● **What is asked**
Starting from the line containing "Put a dot on every instance of the wispy", write out every remaining line exactly, the last one included.

● **The records**
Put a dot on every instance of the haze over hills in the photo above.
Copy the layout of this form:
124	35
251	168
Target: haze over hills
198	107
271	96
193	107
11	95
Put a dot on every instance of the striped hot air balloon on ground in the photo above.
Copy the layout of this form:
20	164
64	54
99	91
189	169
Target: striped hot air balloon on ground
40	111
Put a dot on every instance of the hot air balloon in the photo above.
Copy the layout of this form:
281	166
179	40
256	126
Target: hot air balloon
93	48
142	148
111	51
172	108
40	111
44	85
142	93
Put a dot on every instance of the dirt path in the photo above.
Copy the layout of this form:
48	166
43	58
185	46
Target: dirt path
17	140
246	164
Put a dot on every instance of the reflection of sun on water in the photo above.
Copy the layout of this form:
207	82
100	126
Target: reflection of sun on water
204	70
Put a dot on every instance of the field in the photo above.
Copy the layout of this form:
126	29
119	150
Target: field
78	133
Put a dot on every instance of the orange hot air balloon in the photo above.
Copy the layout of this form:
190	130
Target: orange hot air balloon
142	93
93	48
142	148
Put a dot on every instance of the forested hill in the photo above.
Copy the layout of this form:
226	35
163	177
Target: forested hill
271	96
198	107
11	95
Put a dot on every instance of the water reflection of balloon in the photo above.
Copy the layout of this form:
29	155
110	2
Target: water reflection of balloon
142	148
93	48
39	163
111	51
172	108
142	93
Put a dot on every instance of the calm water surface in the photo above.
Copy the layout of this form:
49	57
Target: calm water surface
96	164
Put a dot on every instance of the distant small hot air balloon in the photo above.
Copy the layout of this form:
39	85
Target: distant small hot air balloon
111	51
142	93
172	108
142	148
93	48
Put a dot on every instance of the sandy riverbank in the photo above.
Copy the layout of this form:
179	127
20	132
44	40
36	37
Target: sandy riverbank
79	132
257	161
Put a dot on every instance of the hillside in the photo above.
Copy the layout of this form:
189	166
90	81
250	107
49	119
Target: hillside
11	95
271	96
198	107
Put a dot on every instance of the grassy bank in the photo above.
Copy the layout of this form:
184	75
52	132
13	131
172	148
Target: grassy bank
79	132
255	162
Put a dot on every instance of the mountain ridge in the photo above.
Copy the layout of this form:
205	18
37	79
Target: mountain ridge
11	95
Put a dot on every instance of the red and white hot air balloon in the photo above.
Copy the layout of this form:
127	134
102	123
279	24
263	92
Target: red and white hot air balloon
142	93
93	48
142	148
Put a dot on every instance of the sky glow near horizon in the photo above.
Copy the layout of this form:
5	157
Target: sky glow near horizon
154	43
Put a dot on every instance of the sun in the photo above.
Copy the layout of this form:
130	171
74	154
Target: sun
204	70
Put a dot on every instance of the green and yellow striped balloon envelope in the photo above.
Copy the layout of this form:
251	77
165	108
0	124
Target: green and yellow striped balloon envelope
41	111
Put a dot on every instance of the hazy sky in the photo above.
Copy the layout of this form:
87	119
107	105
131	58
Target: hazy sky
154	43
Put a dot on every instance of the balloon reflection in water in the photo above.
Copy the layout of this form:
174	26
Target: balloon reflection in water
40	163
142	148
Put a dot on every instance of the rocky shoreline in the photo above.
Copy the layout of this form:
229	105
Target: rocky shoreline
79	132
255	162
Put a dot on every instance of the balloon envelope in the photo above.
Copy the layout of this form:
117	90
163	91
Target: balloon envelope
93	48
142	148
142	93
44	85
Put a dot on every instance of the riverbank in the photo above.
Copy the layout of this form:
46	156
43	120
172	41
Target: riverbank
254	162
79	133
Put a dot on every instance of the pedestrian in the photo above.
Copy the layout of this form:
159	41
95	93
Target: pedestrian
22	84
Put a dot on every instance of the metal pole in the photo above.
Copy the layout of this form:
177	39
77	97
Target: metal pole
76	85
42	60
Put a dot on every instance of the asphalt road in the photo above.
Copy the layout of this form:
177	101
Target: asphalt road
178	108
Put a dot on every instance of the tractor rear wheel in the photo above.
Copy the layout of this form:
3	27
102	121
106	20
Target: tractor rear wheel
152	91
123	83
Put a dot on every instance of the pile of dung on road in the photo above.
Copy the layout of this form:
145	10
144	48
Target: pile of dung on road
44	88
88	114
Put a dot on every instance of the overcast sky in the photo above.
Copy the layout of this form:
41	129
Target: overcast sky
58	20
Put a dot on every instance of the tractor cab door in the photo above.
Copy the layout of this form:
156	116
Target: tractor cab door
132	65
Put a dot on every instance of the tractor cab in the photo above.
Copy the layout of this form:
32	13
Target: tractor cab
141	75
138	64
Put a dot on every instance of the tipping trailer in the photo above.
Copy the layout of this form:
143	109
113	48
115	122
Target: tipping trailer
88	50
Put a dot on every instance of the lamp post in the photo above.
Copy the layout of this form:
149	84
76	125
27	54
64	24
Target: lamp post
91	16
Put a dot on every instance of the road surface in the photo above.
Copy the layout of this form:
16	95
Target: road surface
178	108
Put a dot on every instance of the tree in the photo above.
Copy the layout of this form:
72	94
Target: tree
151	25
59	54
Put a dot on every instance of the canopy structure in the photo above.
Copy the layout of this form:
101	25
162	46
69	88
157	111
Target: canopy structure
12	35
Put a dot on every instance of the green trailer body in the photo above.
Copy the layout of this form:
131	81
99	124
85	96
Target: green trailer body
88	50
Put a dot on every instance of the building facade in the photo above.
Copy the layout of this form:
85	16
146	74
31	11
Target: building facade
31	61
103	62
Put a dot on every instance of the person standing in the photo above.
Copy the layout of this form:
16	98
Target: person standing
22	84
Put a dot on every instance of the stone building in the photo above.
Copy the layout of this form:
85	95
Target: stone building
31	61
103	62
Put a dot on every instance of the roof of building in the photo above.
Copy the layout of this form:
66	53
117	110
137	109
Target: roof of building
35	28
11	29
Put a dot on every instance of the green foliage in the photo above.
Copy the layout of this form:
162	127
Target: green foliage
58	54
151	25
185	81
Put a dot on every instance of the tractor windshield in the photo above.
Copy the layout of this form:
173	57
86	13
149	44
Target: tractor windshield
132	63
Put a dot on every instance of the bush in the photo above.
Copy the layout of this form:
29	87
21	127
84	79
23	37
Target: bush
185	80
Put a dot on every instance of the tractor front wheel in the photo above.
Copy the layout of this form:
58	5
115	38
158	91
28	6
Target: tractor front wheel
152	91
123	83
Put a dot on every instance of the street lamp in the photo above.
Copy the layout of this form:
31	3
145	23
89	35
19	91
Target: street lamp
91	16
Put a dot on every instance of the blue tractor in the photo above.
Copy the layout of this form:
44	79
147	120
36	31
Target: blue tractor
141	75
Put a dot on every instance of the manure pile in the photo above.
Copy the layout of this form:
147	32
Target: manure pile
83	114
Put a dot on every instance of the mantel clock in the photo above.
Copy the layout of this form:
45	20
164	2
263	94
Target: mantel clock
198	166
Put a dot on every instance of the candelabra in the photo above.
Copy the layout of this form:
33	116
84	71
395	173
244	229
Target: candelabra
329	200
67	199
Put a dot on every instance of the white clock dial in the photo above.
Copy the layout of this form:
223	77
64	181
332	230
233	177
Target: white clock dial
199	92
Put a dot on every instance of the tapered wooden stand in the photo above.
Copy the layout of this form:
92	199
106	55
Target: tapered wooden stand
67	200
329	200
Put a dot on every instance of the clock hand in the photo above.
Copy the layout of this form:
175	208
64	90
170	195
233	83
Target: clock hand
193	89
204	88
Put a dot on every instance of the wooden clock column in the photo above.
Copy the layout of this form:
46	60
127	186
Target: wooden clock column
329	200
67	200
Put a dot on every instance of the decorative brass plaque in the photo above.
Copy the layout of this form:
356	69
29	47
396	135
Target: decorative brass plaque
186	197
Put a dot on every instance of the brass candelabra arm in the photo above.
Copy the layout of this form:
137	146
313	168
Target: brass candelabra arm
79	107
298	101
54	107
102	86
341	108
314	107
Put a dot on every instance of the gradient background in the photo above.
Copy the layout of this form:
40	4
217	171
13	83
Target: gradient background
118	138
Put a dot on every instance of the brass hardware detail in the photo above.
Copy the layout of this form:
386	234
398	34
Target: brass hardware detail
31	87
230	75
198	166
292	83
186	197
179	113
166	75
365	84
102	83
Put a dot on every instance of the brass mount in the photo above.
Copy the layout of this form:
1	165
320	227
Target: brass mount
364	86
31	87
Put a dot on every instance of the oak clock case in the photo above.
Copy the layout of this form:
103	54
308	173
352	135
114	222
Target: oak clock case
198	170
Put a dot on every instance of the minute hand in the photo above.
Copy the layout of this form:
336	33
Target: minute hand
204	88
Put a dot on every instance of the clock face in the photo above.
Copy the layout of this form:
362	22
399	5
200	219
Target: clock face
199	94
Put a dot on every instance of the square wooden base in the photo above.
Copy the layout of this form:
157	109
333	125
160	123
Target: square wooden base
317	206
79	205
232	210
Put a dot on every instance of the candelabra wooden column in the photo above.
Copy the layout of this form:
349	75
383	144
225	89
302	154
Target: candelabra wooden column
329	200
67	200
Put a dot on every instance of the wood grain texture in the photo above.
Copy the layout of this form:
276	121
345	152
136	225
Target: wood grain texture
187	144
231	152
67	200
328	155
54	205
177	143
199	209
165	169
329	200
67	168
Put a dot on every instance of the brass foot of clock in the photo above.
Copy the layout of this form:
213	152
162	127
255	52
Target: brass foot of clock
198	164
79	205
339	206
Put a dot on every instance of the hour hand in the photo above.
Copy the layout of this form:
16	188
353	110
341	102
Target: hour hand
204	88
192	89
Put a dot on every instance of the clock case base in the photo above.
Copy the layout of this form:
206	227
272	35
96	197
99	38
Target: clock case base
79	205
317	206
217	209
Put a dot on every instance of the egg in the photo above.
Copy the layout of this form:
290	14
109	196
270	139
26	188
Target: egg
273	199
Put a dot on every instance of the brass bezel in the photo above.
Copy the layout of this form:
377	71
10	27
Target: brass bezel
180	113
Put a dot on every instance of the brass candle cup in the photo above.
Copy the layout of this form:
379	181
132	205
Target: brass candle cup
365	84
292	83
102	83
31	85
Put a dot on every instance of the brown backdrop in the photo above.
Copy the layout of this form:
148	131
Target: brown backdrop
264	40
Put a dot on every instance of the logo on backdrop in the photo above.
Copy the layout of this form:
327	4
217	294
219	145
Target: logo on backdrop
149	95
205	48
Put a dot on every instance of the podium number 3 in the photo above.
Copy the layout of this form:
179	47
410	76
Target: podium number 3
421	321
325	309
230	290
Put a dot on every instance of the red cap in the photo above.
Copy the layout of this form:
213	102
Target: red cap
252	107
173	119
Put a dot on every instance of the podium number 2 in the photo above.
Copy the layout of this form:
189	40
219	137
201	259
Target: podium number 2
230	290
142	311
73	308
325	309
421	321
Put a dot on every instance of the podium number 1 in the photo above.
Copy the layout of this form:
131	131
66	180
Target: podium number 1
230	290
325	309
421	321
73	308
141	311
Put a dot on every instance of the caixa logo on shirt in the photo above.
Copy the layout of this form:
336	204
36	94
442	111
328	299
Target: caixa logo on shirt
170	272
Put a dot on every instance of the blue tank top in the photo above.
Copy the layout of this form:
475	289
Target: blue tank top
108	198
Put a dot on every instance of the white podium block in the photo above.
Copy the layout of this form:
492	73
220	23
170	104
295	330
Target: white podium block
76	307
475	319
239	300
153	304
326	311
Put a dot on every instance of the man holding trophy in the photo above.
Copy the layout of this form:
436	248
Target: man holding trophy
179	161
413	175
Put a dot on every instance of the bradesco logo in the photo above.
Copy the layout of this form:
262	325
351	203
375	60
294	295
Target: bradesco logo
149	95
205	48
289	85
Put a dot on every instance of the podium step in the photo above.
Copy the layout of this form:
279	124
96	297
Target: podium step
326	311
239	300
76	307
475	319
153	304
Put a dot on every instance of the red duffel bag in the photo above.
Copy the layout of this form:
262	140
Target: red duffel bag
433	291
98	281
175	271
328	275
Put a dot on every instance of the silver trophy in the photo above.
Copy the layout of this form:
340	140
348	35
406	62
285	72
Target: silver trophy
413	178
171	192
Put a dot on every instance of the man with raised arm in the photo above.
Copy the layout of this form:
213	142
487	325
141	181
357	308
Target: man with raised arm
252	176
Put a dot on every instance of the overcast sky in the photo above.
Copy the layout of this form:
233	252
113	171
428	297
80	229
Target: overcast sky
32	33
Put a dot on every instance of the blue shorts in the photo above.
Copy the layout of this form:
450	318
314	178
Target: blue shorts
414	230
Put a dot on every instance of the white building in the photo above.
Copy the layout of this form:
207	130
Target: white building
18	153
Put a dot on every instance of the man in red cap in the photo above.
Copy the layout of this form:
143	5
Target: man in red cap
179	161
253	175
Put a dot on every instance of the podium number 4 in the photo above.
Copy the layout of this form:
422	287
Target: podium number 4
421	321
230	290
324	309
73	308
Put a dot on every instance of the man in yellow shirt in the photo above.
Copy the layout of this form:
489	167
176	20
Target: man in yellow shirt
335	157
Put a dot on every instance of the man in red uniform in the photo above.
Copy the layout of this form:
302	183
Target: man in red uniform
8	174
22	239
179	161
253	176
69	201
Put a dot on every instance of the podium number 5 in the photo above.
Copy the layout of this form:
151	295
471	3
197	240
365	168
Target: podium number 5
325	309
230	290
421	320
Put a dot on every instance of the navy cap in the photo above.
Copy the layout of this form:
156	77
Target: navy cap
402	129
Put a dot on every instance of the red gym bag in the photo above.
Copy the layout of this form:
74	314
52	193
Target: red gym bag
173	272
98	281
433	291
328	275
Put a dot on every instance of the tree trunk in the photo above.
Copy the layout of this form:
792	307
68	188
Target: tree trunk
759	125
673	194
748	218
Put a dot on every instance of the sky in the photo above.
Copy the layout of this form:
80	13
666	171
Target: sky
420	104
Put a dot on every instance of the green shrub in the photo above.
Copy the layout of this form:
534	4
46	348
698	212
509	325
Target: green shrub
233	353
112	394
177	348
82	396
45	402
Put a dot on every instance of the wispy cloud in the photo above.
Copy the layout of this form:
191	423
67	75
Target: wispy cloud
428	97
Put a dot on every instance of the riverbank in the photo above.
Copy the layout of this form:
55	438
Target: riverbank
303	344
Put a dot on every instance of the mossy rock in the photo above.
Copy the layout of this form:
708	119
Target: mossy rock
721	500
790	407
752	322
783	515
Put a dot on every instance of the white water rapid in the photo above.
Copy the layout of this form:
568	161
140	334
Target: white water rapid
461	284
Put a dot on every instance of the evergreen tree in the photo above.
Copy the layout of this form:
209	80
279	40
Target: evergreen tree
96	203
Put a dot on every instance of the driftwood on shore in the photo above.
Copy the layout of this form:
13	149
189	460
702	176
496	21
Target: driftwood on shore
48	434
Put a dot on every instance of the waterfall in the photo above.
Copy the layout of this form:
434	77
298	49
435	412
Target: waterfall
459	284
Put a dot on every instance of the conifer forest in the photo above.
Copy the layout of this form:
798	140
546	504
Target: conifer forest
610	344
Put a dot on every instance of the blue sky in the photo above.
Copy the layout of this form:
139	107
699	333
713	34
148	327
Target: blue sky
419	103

● **Task output**
Put a dot on every instance of the wispy cloud in the photo above.
Copy the layout of this form:
191	423
67	75
Target: wispy cloud
428	97
Put a dot on every instance of the riverbank in the photo above.
Copy the layout of this form:
55	438
Target: riverbank
303	344
Put a dot on every instance of the mossy rock in the photo above.
Copy the layout of this form:
708	119
Target: mossy rock
721	500
790	407
752	322
783	515
Put a dot on every instance of the white water rapid in the photo above.
Copy the layout of this form:
568	161
140	334
Target: white water rapid
461	284
Put a dot on every instance of the evergreen tree in the photo above.
Copy the layout of this form:
209	80
279	40
Target: evergreen tree
96	203
Put a dot on every instance of the driftwood on shore in the photo above.
Copy the layout of this form:
13	149
189	460
702	176
496	21
Target: driftwood on shore
48	434
Put a dot on every instance of the waterfall in the photo above.
Copy the layout of this form:
434	77
298	49
435	412
Target: waterfall
459	284
Put a dot on every instance of the conifer forest in the photo above.
Copy the layout of this form:
798	140
546	504
Target: conifer forest
610	344
Put a dot on every instance of the blue sky in the photo above.
Copy the layout of this form:
139	107
699	333
713	34
148	327
Target: blue sky
419	103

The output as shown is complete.